## What the task requires
How many lines in the records below contain the word "railing"? Reply with the number alone.

(Dataset excerpts on object pointing)
+ + + +

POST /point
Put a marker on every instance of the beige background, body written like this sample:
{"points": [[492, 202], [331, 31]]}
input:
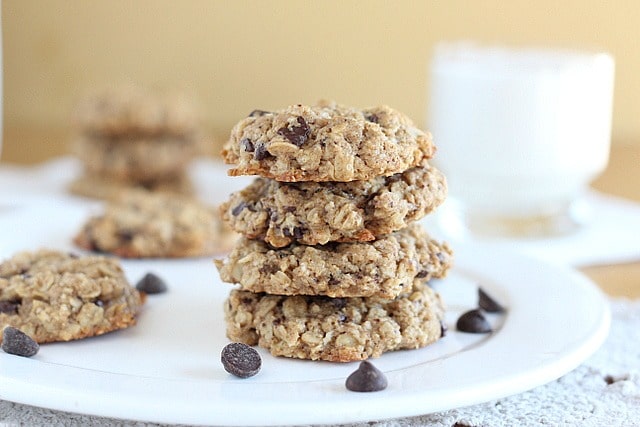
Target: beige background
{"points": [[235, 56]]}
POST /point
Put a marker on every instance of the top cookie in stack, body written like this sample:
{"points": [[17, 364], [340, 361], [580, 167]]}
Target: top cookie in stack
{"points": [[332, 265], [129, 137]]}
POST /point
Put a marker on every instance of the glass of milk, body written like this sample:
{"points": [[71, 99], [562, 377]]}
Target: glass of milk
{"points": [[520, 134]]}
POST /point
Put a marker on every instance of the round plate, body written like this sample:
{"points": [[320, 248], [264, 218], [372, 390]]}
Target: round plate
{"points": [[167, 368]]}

+ + + +

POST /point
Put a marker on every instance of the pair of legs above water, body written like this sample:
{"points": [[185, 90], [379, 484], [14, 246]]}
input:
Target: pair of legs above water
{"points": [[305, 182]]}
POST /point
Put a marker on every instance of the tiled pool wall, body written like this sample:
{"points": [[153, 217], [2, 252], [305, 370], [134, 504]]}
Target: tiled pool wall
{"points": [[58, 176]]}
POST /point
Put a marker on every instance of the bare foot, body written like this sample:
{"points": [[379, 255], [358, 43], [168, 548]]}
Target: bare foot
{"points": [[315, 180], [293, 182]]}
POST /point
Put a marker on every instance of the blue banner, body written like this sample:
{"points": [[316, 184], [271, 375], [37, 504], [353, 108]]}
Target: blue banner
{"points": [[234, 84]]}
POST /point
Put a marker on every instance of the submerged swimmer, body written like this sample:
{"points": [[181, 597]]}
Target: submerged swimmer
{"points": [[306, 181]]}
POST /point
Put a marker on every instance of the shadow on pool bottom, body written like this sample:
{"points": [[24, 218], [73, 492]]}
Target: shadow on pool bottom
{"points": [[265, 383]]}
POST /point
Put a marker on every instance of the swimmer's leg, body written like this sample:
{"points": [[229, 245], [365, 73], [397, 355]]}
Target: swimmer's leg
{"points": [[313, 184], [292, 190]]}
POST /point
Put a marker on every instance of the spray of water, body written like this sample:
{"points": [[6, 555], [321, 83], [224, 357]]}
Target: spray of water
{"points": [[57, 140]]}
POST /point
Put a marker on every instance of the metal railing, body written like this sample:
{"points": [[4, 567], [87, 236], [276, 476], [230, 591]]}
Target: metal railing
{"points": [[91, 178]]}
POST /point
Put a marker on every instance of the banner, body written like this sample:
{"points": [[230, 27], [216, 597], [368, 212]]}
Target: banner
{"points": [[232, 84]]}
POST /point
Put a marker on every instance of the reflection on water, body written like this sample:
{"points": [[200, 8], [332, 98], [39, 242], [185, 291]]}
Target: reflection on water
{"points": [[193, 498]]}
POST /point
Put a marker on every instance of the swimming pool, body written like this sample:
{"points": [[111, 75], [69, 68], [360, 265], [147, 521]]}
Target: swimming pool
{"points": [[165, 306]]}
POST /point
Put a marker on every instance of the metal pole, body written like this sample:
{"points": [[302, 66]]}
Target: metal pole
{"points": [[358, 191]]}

+ + + +

## Answer to the exercise
2